- List of tasks:
1. According to the article on UF's research funding, how much research funding did UF receive in the 2015 fiscal year?
2. In the article on UF's research funding, copy the section that begins at the words "The College of Medicine received" and ends after "president for research.".
3. Continue the article on UF's research funding from the point where it stops.

- Selected passage:
------------------------------------
Research on new technology for prosthetics, eliminating citrus greening and curing hepatitis C is in the works thanks to the record amount of research funding UF received in the 2015 fiscal year.
UF received a total of $706.8 million in research funding during the 2015 fiscal year, which ended June 30. This surpassed the record set in 2014 by $5.1 million, according to University of Florida News.
Funding from private industries was at a record high of $102 million, a 41 percent increase from 2014. The majority of funding, $432 million, came from the federal government.
“I think to be a successful research institution and continue to grow we have to work with those government agencies and industry and a good mix of sponsors,” said Joseph Kays, UF director of research communications.
The College of Medicine received $268.3 million; the Institute of Food and Agricultural Sciences received $125.8 million; the College of Engineering received $79.7 million; and the College of Liberal Arts and Sciences received $34.8 million. The remaining funds, $198.2 million, were distributed among the rest of the colleges.
“I think we have a remarkable collection of faculty members who are very competitive in writing proposals to various agencies and industries,” said David Norton, UF vice president for research.
Most funding usually goes to the STEM areas because they have more opportunities for research, Norton said.
“Historically, the College of Medicine and the health center in general leads the way,” Kays said. “Those projects often involve a lot of people. There’s a lot of equipment. They’re expensive projects.”
------------------------------------
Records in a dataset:
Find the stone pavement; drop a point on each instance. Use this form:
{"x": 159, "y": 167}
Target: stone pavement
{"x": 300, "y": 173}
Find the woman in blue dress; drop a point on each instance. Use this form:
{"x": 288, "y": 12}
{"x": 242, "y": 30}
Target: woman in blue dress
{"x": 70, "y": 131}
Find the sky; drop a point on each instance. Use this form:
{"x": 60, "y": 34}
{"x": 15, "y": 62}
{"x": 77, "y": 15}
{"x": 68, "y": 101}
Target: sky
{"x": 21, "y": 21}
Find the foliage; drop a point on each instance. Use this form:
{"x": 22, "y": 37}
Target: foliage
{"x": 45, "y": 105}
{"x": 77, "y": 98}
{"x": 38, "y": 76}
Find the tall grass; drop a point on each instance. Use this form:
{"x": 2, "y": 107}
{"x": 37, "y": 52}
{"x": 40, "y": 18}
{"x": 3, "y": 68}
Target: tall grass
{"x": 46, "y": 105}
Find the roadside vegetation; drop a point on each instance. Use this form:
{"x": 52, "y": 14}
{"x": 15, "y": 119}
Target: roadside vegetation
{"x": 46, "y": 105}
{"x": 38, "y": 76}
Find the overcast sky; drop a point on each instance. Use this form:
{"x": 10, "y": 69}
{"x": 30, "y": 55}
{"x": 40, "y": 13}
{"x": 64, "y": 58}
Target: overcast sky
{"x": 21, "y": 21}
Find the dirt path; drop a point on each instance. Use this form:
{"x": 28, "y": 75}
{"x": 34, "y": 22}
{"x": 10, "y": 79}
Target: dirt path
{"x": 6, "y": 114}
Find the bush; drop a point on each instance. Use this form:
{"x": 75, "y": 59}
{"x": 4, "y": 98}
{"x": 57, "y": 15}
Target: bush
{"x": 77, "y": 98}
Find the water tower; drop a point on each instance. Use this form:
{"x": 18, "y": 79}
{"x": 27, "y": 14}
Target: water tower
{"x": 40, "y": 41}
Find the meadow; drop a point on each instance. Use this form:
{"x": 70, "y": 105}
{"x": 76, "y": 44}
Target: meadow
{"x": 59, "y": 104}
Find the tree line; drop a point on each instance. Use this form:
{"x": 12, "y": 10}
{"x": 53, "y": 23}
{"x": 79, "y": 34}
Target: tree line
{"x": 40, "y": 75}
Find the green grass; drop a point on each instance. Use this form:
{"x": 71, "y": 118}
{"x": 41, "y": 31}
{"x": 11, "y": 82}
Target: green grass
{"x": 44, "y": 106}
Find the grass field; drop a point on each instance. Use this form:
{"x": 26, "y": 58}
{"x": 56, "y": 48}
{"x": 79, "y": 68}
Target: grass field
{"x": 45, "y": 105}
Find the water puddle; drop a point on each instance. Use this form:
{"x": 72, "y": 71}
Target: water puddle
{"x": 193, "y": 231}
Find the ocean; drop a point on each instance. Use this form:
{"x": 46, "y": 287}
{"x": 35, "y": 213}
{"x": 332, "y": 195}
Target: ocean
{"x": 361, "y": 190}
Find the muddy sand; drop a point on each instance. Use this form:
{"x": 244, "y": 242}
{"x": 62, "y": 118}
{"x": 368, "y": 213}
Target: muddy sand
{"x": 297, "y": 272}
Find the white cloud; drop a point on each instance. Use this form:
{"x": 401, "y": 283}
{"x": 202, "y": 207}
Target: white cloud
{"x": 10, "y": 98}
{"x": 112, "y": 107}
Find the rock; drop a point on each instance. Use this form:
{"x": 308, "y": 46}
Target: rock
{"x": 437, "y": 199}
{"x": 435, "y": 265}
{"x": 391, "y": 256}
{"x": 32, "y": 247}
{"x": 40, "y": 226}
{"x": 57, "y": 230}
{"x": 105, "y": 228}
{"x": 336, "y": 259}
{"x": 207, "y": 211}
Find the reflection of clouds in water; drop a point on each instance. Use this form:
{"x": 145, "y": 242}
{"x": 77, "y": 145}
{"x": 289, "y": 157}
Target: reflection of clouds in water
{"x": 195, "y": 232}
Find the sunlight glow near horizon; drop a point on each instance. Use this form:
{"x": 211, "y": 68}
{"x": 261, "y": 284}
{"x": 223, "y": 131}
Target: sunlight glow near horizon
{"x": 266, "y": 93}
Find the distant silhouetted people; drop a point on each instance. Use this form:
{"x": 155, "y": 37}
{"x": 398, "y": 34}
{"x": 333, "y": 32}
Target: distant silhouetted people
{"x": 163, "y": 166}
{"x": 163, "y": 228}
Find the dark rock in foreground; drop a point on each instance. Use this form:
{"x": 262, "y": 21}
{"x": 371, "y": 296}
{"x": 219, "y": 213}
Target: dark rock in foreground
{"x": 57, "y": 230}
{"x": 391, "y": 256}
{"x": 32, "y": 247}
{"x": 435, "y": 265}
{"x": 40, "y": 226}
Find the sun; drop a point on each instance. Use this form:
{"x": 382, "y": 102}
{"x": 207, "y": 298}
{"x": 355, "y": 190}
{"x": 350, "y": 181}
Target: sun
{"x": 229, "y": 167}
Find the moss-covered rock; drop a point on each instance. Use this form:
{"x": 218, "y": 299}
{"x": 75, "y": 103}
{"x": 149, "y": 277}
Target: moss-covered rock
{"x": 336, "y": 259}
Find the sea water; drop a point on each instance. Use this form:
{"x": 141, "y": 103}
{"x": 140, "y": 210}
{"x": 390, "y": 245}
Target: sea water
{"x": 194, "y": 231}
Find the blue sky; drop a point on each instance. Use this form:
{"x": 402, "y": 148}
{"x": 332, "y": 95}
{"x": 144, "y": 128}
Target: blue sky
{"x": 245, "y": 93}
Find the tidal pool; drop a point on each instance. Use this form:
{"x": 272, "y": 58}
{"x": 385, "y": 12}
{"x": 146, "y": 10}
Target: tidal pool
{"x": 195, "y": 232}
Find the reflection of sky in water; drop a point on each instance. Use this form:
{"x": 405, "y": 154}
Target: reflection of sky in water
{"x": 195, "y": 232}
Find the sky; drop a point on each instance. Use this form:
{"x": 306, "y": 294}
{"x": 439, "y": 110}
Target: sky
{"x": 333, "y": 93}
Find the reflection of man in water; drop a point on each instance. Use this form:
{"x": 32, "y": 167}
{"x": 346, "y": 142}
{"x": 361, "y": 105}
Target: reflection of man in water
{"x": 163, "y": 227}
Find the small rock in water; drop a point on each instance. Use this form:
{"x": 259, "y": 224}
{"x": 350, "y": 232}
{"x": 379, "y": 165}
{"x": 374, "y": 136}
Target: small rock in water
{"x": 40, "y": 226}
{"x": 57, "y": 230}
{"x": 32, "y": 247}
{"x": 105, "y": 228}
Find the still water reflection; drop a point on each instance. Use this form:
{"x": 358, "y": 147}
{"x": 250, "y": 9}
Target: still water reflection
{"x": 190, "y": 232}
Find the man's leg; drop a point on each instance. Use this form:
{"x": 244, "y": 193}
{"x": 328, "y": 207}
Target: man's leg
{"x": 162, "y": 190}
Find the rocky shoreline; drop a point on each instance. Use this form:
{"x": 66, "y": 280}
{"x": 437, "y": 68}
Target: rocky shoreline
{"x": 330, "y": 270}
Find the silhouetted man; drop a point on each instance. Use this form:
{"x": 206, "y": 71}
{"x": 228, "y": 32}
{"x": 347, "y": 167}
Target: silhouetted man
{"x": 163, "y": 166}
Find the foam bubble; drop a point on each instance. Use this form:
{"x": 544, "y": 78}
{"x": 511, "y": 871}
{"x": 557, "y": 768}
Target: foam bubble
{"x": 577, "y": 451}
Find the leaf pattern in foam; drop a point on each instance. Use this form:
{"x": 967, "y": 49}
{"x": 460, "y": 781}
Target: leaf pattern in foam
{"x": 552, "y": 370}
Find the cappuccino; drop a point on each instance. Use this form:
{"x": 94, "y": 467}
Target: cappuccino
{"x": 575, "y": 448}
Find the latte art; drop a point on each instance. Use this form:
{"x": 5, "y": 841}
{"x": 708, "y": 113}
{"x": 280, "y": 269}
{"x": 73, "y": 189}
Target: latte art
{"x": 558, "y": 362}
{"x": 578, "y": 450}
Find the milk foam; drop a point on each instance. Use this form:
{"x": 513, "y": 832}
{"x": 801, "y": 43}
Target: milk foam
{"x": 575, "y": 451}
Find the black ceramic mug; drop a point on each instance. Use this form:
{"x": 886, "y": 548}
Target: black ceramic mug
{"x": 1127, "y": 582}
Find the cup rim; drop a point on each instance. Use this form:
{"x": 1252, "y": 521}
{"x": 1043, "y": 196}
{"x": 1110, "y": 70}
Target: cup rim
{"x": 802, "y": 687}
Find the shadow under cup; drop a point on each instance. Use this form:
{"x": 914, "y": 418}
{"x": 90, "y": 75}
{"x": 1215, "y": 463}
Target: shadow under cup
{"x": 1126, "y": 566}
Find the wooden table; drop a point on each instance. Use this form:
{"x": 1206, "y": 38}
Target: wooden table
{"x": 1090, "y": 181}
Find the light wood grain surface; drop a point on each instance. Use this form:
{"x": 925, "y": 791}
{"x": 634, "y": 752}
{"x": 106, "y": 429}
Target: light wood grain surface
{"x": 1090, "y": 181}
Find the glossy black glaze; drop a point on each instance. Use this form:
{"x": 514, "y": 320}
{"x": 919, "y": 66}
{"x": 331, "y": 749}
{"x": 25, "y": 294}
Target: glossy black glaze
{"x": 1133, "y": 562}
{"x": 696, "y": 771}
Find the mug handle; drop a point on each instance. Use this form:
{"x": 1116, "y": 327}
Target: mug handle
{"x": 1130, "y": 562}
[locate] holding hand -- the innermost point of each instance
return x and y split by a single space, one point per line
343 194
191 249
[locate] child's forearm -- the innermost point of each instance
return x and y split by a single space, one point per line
------------------------------------
- Set of answers:
1. $706.8 million

2.
The College of Medicine received $268.3 million; the Institute of Food and Agricultural Sciences received $125.8 million; the College of Engineering received $79.7 million; and the College of Liberal Arts and Sciences received $34.8 million. The remaining funds, $198.2 million, were distributed among the rest of the colleges.
“I think we have a remarkable collection of faculty members who are very competitive in writing proposals to various agencies and industries,” said David Norton, UF vice president for research.

3.
IFAS researchers were awarded more than $13.4 million to fund studies on eliminating citrus greening, a plant disease that is threatening Florida’s citrus industry.
“We are working on ways to trick the bacteria that causes greening into basically killing itself,” said Dean Gabriel, a professor and researcher of plant pathology at IFAS. “This level of funding enhances our research capability.”
Other projects that will be funded include testing new advances in prosthetics for military veterans through the College of Engineering, as well as collaborating with pharmaceutical companies to research treatment options and potential cures for hepatitis C through the College of Medicine.
“[The funding] gives our faculty and our students an opportunity to work on really important problems for this generation and generations to come,” Norton said.
“The fact that we have a large record year just reflects very positively on the quality of the research we do and the quality of the faculty and students we have here at the University of Florida,” he said.